Minister for Economic Affairs and Planning of Koshi Province
- Incumbent
- Assumed office 9 May 2024
- Governor: Parshuram Khapung
- Chief Minister: Hikmat Kumar Karki
- Preceded by: Kedar Karki

Minister for Land Management, Agriculture and Cooperatives of Koshi Province
- In office 27 March 2021 – 26 August 2021
- Governor: Somnath Adhikari
- Chief Minister: Sher Dhan Rai Himself
- Preceded by: Hira Kumar Thapa
- Succeeded by: Kala Ghale

Minister of State for Land Management, Agriculture and Cooperatives of Koshi Province
- In office 20 January 2020 – 27 March 2021
- Governor: Somnath Adhikari
- Chief Minister: Sher Dhan Rai
- Preceded by: Constituon created
- Succeeded by: Kala Ghale

Personal details
- Born: 4 December 1961 (age 64) Ilam, Nepal
- Party: CPN (UML)

→ Records

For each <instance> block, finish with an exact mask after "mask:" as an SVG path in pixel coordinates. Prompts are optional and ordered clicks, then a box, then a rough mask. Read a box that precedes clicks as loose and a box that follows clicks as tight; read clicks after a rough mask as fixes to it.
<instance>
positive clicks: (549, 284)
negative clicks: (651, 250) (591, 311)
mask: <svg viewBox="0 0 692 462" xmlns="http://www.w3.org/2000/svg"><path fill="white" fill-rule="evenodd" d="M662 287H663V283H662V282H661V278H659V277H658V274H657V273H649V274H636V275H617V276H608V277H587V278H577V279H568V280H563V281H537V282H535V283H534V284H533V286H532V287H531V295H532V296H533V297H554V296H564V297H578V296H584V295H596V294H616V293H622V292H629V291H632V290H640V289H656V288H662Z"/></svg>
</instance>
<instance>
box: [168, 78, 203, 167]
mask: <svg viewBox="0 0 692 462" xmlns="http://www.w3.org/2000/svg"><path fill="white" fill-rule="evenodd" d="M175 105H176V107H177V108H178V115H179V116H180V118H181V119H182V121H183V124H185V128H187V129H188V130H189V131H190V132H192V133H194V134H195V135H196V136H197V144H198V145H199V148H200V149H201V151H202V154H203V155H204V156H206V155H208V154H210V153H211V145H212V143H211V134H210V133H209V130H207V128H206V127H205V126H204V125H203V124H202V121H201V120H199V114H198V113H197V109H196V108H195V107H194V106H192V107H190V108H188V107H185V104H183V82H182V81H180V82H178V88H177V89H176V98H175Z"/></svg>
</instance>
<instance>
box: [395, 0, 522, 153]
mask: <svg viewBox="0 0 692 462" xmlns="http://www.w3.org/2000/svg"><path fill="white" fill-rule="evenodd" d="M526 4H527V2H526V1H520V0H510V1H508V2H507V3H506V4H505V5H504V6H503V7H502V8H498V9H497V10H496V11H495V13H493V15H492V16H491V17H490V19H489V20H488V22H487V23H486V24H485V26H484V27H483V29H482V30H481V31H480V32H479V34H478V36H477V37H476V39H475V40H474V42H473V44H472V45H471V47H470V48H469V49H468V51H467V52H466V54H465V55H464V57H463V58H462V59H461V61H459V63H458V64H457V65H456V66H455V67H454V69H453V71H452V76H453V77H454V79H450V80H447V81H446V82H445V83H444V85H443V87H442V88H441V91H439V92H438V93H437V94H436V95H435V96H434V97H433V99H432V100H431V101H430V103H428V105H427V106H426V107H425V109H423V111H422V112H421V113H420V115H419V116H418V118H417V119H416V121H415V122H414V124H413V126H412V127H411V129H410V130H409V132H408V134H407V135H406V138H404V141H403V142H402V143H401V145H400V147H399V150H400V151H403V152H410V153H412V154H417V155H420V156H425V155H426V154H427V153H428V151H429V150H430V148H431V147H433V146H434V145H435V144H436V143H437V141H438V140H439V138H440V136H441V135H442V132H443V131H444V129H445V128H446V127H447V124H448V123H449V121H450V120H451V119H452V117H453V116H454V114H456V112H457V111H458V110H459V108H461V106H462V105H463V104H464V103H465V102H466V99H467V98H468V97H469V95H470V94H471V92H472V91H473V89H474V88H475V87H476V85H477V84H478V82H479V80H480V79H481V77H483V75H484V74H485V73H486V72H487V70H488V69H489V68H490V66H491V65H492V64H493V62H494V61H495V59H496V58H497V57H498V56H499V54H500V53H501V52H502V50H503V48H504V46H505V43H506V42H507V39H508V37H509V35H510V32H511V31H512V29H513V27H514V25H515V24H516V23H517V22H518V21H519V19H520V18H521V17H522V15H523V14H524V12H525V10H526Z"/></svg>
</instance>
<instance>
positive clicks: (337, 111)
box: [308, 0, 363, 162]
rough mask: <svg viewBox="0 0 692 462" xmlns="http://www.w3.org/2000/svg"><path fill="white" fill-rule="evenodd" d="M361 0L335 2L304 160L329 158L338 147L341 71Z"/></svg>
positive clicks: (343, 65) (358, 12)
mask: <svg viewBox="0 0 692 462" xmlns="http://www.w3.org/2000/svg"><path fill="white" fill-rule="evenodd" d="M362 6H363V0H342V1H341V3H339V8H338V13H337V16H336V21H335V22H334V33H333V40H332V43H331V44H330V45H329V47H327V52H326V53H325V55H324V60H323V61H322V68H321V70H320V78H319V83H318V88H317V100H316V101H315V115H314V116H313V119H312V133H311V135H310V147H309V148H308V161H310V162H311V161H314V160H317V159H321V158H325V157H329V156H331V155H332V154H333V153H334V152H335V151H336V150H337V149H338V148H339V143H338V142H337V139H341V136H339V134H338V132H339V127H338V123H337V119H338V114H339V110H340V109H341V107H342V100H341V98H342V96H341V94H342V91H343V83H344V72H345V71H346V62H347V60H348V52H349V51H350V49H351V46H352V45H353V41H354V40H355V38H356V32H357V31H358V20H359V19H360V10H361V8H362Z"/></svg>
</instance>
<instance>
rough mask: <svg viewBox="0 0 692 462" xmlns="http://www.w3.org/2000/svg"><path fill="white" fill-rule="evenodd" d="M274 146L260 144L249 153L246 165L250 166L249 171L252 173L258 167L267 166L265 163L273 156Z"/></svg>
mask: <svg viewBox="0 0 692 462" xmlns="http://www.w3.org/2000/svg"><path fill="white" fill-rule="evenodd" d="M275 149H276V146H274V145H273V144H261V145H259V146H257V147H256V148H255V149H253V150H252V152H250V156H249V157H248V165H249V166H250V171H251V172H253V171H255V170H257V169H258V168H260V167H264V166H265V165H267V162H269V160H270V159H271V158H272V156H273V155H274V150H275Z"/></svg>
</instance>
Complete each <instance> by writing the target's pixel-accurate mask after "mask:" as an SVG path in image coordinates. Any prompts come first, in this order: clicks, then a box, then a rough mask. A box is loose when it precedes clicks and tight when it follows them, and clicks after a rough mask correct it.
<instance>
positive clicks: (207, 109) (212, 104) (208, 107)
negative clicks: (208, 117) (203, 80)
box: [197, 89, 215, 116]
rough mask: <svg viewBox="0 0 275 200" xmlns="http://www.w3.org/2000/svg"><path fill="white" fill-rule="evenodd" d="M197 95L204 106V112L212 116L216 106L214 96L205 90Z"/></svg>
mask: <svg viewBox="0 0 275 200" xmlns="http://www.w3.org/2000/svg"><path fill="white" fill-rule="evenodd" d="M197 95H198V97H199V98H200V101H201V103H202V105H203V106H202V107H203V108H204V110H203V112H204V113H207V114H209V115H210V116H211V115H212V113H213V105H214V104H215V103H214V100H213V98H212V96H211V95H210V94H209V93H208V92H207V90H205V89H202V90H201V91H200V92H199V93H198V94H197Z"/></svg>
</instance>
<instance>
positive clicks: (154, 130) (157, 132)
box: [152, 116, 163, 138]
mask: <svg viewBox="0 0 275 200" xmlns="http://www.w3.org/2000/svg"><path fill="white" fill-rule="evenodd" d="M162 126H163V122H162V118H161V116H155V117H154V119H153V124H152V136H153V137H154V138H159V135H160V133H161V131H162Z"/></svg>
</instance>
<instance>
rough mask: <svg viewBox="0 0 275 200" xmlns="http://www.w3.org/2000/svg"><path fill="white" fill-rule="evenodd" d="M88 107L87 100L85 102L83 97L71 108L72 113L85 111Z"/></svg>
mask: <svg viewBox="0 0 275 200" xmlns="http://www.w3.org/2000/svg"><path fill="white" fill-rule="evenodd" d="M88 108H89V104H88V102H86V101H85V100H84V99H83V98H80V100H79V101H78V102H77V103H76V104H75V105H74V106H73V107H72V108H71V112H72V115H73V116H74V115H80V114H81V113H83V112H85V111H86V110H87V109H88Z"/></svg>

→ Parts of the exercise
- a) Reproduce the rows verbatim, beginning with the first row and stopping after the line that contains "negative clicks: (651, 250) (591, 311)".
- b) Proceed with the Koshi Province ministerial profile, picking up directly after its final line.

→ Numbered responses
- a)
For each <instance> block, finish with an exact mask after "mask:" as an SVG path in pixel coordinates. Prompts are optional and ordered clicks, then a box, then a rough mask. Read a box that precedes clicks as loose and a box that follows clicks as tight; read clicks after a rough mask as fixes to it.
<instance>
positive clicks: (549, 284)
negative clicks: (651, 250) (591, 311)

- b)
= Ram Bahadur Ranamagar =

Nepalese politician

Ram Bahadur Ranamagar (रामबहादुर रानामगर) is a Nepalese politician, belonging to the CPN (Unified Marxist-Leninist). He is currently serving as the Minister for Economic Affairs and Planning of Koshi Province since 9 May 2024. Ranamagar has been serving as a member of the Koshi Provincial Assembly from Ilam 2(B) constituency since 2017.

Ranamagar has been appointed as the parliamentary party deputy leader of the CPN (UML) in Koshi Provincial Assembly on 3 May 2023. He had previously served as the Minister for Land Management, Agriculture and Co-operatives and Minister of State for Land Management, Agriculture and Co-operatives in Sher Dhan Rai's cabinet.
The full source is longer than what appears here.